__STUDY TEXT__
········
It’s kind of mind boggling.
I’m so lucky to have gotten to “grow up” with my husband. Being high school sweethearts and marrying after college, neither of us care to imagine what our lives would be like without each other.
And yet, we are still two very different people with a love that brings us together. We compliment each other really well. I’m the artsy, happy go lucky, “smiley” girl I’ve always been, well on most days. He’s the thoughtful, lover of sports with a sense of humor that draws people to him, just like he did to me when I first met him. I still love that he makes me laugh, even when it’s at myself.
But, if you could have told me, even ten years ago, that on our 20th Anniversary, Richard would drive to St. Louis to take me to an art gallery I think I would have laughed in your face and said, “in my dreams!”
Well, dreams really do come true, because that’s exactly what we did this weekend. 🙂
But let’s back up a little because on Wednesday he came home from work with 2 dozen roses. This coming from a man who rarely buys flowers. He really is becoming the romantic I knew was hiding in that macho guy.
We then shared a lovely dinner at a local steak and seafood place in town. Shocking I know to think you can get good seafood in Missouri, but if there’s any to be had it would be there. I so enjoyed my lobster and risotto! Yum.
On Friday, we drove to St. Louis to have dinner at a favorite local Italian restaurant and to see the special exhibition of Claude Monet’s Agapanthus Triptych at the St. Louis Museum of Art.
The three panels featuring Monet’s water lillies, each 7 by 14 feet, were reunited after 30 years of being at separate museums across the country.
To see a work of this scale is just breathtaking. I loved hearing that Monet called these works “Grand Decorations” and got an explanation as to why it’s called Agapanthus when clearly the painting features water lilies. The agapanthus were in the corner of original renditions that Monet painted and as the years went by he painted over them.
········
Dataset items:
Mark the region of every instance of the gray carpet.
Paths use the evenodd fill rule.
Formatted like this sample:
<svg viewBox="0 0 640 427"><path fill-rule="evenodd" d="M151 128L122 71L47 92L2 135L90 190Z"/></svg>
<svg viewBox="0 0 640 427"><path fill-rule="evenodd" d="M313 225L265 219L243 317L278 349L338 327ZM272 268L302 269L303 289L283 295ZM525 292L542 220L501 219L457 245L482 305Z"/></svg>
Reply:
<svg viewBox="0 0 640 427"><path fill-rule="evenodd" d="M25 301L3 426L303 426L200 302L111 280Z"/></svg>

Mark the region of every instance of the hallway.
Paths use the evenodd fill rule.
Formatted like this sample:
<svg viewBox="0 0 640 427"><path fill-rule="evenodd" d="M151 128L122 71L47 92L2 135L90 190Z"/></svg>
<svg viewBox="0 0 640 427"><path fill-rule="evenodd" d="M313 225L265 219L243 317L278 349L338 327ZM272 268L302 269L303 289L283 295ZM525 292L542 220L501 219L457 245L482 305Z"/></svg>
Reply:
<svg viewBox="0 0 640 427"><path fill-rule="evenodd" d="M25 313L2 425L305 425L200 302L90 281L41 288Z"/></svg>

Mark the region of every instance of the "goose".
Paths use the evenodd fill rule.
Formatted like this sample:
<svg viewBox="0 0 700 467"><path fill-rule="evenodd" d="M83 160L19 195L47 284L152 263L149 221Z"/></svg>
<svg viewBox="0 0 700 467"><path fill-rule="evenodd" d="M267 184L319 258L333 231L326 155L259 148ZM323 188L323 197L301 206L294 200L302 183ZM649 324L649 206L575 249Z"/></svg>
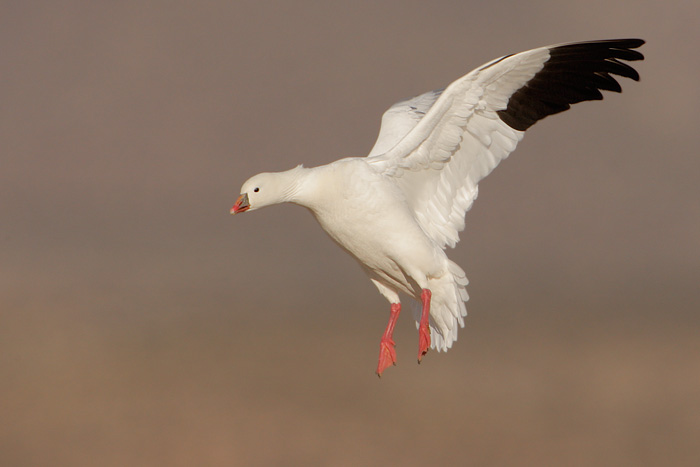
········
__PARTS OF THE EXERCISE__
- 1) In the anniversary blog post, how long had the three panels of the Agapanthus Triptych been kept at separate museums before they were reunited?
- 2) Reproduce the anniversary blog post word for word, from "To see a work" down to "painted over them.".
- 3) Resume the anniversary blog post after its final sentence and keep writing it.

__YOUR WRITTEN ANSWERS__
- 1) They had been at separate museums for 30 years.

- 2)
To see a work of this scale is just breathtaking. I loved hearing that Monet called these works “Grand Decorations” and got an explanation as to why it’s called Agapanthus when clearly the painting features water lilies. The agapanthus were in the corner of original renditions that Monet painted and as the years went by he painted over them.

- 3)
I loved taking it in from all angles and locations up close and wasn’t too surprised after coming out of a deep inspection, to find Richard, ever the curious conversationalist, talking to the museum attendant. The attendant expressed, among other things, how was sad he was to see two of the three panels shipped off to their respective homes soon. He also pointed out his favorite angle to view the painting, which was from the side. From there you really could get an appreciation of the movement of light and color in the painting and seams seemed to disappear. So amazingly beautiful!
After that exhibit we took in the other European collection at the museum. It was so thrilling for me to see great works by Cezanne, Van Gogh, Rodain and Renoir, many of them were works I remembered studying in my art history class in college.
|Van Gogh’s Stairway at Auvers|
|Renoir’s The Dreamer|
I was most surprisingly enchanted to see Edgar Degas’ sculpture of Little Dancer Aged Fourteen. I have seen this as reproductions before and didn’t know or remember that the original sculpture, done in wax, included a tulle and gauze skirt and a flowing silk ribbon in her hair. It was quite shockingly beautiful. (It was eventually cast in bronze by his heirs in the 1920’s and they chose to keep the skirt and ribbon in the original materials.)
What a lovely night at the museum! I was so filled with joy and so inspired to see such great works of art. I was more than just a little crushed when I heard whispered, “You’ll need to leave, the museum will be closing soon.”
We had decided after dinner to have dessert when we left the museum. With little choices around the museum and the hotel, we ended up having sundaes at Steak and Shake. 🙂
It was really the prefect ending to a our cultured evening. Kind of like us. A great mix. I can’t wait to see what the next 20 years has in store for us. I am truly a blessed woman.